====== Textauszug

Flick machte sich immer wieder die außenpolitischen, innenpolitischen, rüstungspolitischen und wirtschaftspolitischen Interessen der Weimarer Regierungen, der nationalsozialistischen Herrschaft und der bundesdeutschen Bundes- und Landesregierungen zunutze, um mit Hilfe seiner berühmt-berüchtigten politischen Klimapflege durch Spenden, mit Versprechungen und mit erpresserischen Täuschungen eine wirtschaftspolitische Vorzugsbehandlung und steuerliche Vorteile für seinen Unternehmensverbund zu erzielen.
Priemel zeigt in seiner beeindruckend materialreichen Studie mit akribischer Tiefe und großer unternehmensgeschichtlicher Sachkenntnis, wie geschickt Flick sein Beteiligungsportefeuille umschichtete, um sein Vermögen durch das Ausnutzen von längerfristigen konjunkturellen und strukturellen Trends zu vermehren. Die Fülle des Aktenmaterials aus der Flick-Holding und den Unternehmen des Konzerns eröffnet tiefe Einsichten in die strategische Unternehmenspolitik, die Entscheidungsprozesse der Holding und in die Geschäftsentwicklung der Konzernbetriebe.

============
====== Datenauszug

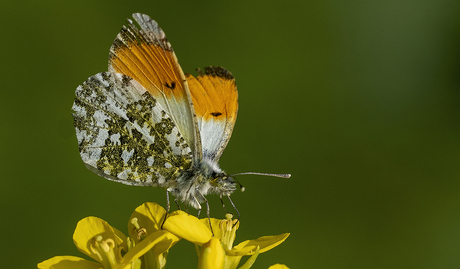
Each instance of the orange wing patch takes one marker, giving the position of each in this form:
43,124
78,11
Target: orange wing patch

============

Ihre Aufgaben:
(1) Geben Sie den Textauszug von „Flick machte sich“ bis „Unternehmensverbund zu erzielen.“ wortgetreu wieder.
(2) Übersetzen Sie diesen Satz aus dem Textauszug ins Englische: „Die Fülle des Aktenmaterials aus der Flick-Holding und den Unternehmen des Konzerns eröffnet tiefe Einsichten in die strategische Unternehmenspolitik, die Entscheidungsprozesse der Holding und in die Geschäftsentwicklung der Konzernbetriebe.“
Stützen Sie sich ausschließlich auf den Textauszug.

Lösungen:
(1)
Flick machte sich immer wieder die außenpolitischen, innenpolitischen, rüstungspolitischen und wirtschaftspolitischen Interessen der Weimarer Regierungen, der nationalsozialistischen Herrschaft und der bundesdeutschen Bundes- und Landesregierungen zunutze, um mit Hilfe seiner berühmt-berüchtigten politischen Klimapflege durch Spenden, mit Versprechungen und mit erpresserischen Täuschungen eine wirtschaftspolitische Vorzugsbehandlung und steuerliche Vorteile für seinen Unternehmensverbund zu erzielen.

(2) The wealth of records from the Flick holding company and the companies of the group provides deep insights into strategic corporate policy, the holding company's decision-making processes, and the business development of the group's operating companies.